From the listing below, pick out every line containing the word "table" and copy each one. Match the case exactly.

BEGIN RECORD SET

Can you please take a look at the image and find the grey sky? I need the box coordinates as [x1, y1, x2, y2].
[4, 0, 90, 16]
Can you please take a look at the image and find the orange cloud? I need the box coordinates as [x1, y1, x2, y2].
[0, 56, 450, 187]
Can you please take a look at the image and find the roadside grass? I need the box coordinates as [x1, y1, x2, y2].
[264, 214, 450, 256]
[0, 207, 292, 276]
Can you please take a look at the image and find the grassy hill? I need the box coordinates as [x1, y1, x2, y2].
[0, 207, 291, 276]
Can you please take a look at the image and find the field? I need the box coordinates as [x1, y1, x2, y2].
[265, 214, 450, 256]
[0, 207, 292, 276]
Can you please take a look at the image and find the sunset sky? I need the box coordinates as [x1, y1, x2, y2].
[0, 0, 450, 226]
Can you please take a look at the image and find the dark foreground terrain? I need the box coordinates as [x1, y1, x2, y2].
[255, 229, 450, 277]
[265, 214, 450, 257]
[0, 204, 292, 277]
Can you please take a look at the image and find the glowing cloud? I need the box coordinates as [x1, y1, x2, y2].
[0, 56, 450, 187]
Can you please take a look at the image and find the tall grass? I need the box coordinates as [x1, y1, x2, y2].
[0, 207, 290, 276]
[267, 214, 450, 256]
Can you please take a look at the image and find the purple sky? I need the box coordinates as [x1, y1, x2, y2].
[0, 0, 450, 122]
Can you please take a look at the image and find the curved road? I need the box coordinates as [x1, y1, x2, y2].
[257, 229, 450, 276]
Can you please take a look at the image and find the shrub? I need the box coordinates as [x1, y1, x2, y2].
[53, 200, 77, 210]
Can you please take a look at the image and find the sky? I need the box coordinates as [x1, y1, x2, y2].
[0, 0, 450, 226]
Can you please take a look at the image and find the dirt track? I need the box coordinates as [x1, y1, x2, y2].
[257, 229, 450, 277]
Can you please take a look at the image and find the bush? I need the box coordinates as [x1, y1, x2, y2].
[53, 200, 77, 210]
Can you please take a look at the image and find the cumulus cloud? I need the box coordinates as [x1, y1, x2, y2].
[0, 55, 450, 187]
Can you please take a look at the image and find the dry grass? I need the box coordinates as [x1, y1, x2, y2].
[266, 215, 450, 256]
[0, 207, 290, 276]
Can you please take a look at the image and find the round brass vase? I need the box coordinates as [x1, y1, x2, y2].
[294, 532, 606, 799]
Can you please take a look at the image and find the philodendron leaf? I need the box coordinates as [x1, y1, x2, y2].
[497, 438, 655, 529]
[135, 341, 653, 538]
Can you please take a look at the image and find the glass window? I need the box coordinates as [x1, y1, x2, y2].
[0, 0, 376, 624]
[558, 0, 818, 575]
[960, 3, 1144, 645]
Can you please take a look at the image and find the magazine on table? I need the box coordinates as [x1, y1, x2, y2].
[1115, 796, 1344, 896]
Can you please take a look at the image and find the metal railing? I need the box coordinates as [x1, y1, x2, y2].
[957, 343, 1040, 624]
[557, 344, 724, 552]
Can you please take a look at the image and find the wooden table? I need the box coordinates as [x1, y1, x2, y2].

END RECORD SET

### OUTPUT OF THE EXERCISE:
Can you please take a look at the image and find the magazine on table? I need the box coordinates as [x1, y1, x2, y2].
Can you please take a look at the image and find the wooden table? I need the box coordinates as [x1, y1, x2, y2].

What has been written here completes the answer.